=== Provided passage ===
Multi-Organ Segmentation using Deep Neural Networks


In recent times, Deep Leaning (DL) has gained more attention in different domains, which includes, Computer Vision tasks, Image Processing, Autonomous Driving, and in Machine Vision applications. Complex Imaging tasks have been addressed with the help of Deep Convolutional Neural Networks (CNNs) by training on large datasets to predict the class, segment the region of interest, and to detect the changes over the time efficiently. The CNNs learn key features from the training data over the time. As a result, researchers have explored the use of CNN based methods on other imaging domains such as Medical Image Analysis and Segmentation, where better feature representation and precision are the most important factors in image analysis. However, more attention is needed towards Medical Imaging domain as the manual segmentation of a medical image is time consuming, which results in high cost, more delay in diagnosis, and misdiagnosis. In this research, we focus on automatic segmentation of the pancreas in computed tomography (CT) images, that helps the radiologists in assisting to identify the pancreatic tissue easily and diagnosis more patients in short amount of time. Automatic segmentation of Pancreas is a hard problem because of its high variability in shape, size and location [1]. Most of the time, the target occupies a small region (e.g., <0.5%) of the entire CT scan and less contrast variability between the region of interest and the background. As a result, the deep CNNs, such as FCN and other networks, find it difficult to segment the region of interest accurately. Therefore, this work is mostly concentrated on improving the automatic pancreas segmentation accuracy by using the Recurrent Residual U Net (R2U-Net) model [2]. Figure 1 shows a typical example from the National Institute of Health (NIH) dataset in three different views from left to right (x, y and z -axis).

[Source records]

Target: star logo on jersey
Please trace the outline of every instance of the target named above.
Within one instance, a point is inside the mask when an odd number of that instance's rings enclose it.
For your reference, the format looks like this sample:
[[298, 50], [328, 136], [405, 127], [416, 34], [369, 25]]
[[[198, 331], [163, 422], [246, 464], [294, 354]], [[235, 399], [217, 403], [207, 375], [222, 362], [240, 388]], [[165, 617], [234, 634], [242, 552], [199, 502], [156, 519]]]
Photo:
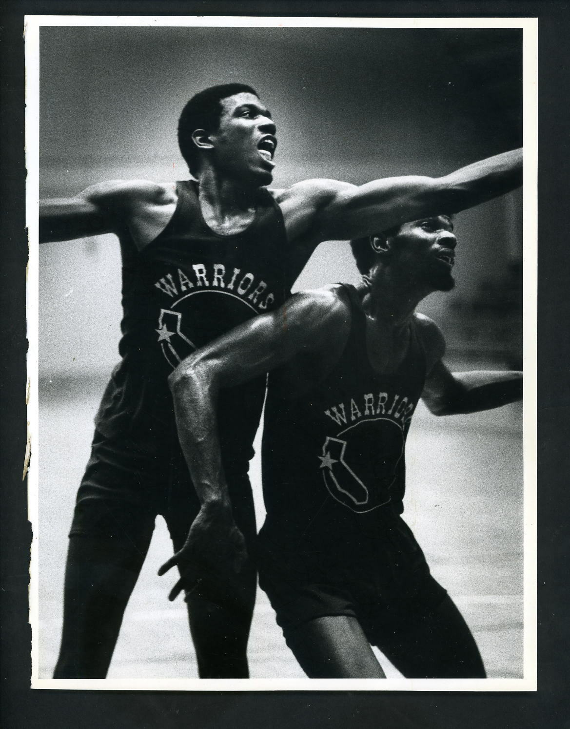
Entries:
[[169, 332], [168, 330], [167, 329], [165, 324], [163, 324], [162, 326], [160, 327], [160, 329], [155, 329], [154, 331], [158, 332], [159, 342], [162, 342], [162, 341], [170, 342], [170, 337], [174, 336], [175, 333], [175, 332]]
[[317, 457], [328, 493], [358, 513], [387, 504], [405, 442], [404, 429], [387, 418], [363, 419], [327, 436]]
[[320, 459], [320, 467], [321, 468], [328, 468], [331, 471], [333, 470], [333, 466], [334, 464], [338, 463], [338, 461], [335, 461], [333, 458], [330, 458], [330, 453], [327, 451], [324, 456], [317, 456]]

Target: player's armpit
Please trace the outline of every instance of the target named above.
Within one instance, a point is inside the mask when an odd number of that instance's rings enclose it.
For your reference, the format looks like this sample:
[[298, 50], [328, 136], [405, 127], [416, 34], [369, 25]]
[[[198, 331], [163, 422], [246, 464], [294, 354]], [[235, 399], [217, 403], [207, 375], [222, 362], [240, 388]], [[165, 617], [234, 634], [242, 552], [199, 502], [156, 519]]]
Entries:
[[331, 288], [296, 294], [271, 313], [250, 319], [183, 360], [168, 378], [176, 399], [207, 381], [218, 390], [253, 380], [300, 353], [318, 351], [339, 334], [346, 308]]

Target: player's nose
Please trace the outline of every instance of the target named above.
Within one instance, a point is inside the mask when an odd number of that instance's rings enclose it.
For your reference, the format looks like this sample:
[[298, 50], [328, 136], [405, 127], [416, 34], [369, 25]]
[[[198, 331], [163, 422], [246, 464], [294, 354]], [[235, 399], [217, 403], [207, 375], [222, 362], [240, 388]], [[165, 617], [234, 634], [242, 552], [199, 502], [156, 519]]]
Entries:
[[457, 238], [452, 233], [444, 233], [438, 238], [438, 243], [442, 248], [451, 248], [454, 251], [457, 245]]
[[275, 122], [272, 119], [269, 119], [269, 117], [263, 117], [261, 118], [258, 128], [264, 134], [272, 134], [274, 136], [277, 130]]

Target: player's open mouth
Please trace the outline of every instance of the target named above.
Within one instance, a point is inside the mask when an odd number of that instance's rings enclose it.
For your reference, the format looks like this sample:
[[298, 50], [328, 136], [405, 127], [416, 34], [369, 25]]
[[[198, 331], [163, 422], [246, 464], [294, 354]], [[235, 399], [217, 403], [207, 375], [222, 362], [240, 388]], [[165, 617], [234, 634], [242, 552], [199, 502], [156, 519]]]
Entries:
[[275, 137], [272, 136], [268, 134], [266, 136], [262, 137], [257, 144], [257, 148], [259, 149], [259, 154], [269, 162], [272, 162], [273, 160], [273, 155], [275, 154], [275, 149], [277, 146], [277, 141]]
[[440, 251], [438, 254], [438, 258], [450, 267], [453, 267], [455, 263], [455, 254], [452, 251]]

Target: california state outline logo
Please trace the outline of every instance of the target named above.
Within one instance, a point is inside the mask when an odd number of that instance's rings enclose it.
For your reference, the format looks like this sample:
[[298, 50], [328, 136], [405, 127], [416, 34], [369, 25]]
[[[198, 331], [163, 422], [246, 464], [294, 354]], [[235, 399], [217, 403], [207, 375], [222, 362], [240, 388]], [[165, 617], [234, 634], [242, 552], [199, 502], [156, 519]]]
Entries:
[[327, 436], [318, 467], [330, 496], [359, 513], [387, 504], [404, 455], [404, 427], [389, 418], [372, 418]]

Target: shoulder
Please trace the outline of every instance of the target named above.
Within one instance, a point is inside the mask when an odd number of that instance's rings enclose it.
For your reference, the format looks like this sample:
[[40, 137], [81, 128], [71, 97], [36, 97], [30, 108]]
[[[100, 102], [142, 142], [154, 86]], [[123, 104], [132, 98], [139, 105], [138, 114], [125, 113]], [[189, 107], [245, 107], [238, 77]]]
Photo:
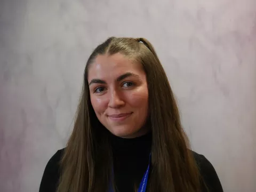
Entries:
[[217, 173], [212, 164], [203, 155], [192, 151], [200, 174], [210, 191], [222, 192], [223, 189]]
[[40, 184], [39, 192], [55, 191], [60, 177], [59, 163], [64, 149], [58, 150], [45, 166]]

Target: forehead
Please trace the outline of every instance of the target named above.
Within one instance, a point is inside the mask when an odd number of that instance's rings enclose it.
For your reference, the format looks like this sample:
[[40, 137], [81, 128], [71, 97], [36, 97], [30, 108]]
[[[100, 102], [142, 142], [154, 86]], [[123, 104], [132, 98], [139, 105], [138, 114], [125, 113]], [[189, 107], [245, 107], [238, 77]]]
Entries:
[[138, 75], [145, 73], [140, 63], [125, 58], [121, 53], [99, 55], [89, 67], [88, 81], [94, 78], [114, 78], [127, 72]]

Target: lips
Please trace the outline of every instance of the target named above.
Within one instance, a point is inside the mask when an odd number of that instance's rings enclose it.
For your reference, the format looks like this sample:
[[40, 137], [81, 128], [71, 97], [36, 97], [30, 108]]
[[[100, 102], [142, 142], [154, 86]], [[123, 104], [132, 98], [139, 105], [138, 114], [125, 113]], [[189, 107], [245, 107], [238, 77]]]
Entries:
[[121, 122], [125, 120], [131, 116], [132, 113], [122, 113], [119, 114], [113, 114], [108, 116], [109, 118], [114, 121]]

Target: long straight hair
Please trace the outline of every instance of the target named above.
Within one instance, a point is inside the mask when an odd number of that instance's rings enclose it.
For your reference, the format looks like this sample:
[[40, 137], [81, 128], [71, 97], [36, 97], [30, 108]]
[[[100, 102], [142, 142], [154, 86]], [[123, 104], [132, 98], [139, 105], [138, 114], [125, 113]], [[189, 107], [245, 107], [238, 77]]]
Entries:
[[58, 192], [108, 192], [115, 189], [109, 132], [91, 103], [88, 70], [97, 55], [122, 54], [141, 63], [146, 74], [148, 122], [152, 131], [149, 192], [200, 191], [199, 171], [181, 125], [167, 77], [153, 45], [143, 38], [110, 37], [90, 56], [73, 131], [60, 162]]

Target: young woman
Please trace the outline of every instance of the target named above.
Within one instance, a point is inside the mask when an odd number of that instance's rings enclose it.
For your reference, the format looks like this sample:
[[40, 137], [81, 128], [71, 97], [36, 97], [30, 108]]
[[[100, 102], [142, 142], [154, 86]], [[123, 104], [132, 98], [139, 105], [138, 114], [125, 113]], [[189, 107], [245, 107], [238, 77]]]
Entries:
[[39, 192], [222, 191], [211, 164], [189, 149], [152, 45], [110, 37], [88, 59], [74, 130]]

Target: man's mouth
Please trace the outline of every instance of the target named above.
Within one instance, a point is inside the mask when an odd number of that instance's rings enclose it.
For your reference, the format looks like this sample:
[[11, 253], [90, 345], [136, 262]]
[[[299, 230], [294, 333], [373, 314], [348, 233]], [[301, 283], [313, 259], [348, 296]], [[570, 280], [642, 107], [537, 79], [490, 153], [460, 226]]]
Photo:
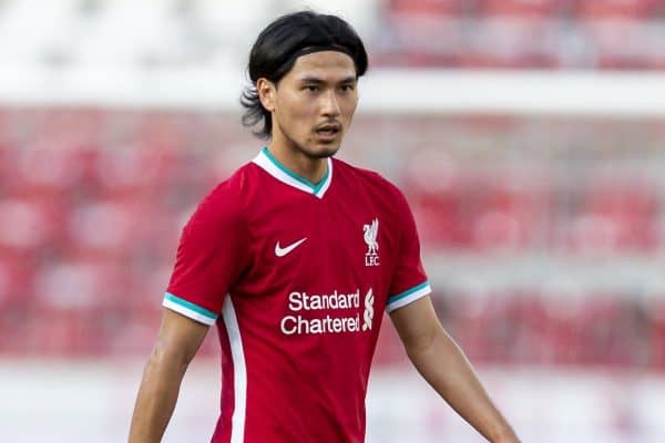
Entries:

=== What is needed ===
Pick up the passage on automatic pancreas segmentation with deep neural networks after its final sentence and carry it forward.

=== Your response ===
Figure 1. An example from the NIH pancreas segmentation dataset visualized in three views.

  • Accurate segmentation of the pancreas region in complex cases.
  • Design an end-to-end coarse-to-fine multi-organ segmentation model.
  • Build the model in generalized way so that it can adapt to segment multiple organs.

To segment the pancreas region with high accuracy, the architecture deals with multiple stages of training, called as coarse-to-fine [3] approach. The coarse and fine stages are trained with same R2U-Net model. The first stage (coarse-scaled model) takes the entire slice as an input and uses it to predict the initial region of the pancreas. The second stage (fine-scaled model) is only trained on the exact pancreas region by eliminating the background noise for accurate segmentation around the pancreas region. Figure 2 shows the flow chart of the entire architecture.

Figure 2. Architecture of the coarse-to-fine models. The top row represents the coarse-scaled model and bottom row represents the fine-scaled model setup.

R2U-Net Architecture
To train the coarse and fine models, we used the R2U-Net architecture instead of the regular Convolutional Neural Networks (CNNs). The major advantages in using the R2U-Net is that the residual units are added with the forward model in the encoding and decoding units, which helps in training deep networks. Recurrent residual convolutions with multiple time steps are used for better feature representation for segmentation tasks. Figure 3 shows the architecture of the R2U-Net model and we refer to the original paper [2] to understand more about the model.

Figure 3. Architecture of the Recurrent Residual U-Net (R2U-Net) model.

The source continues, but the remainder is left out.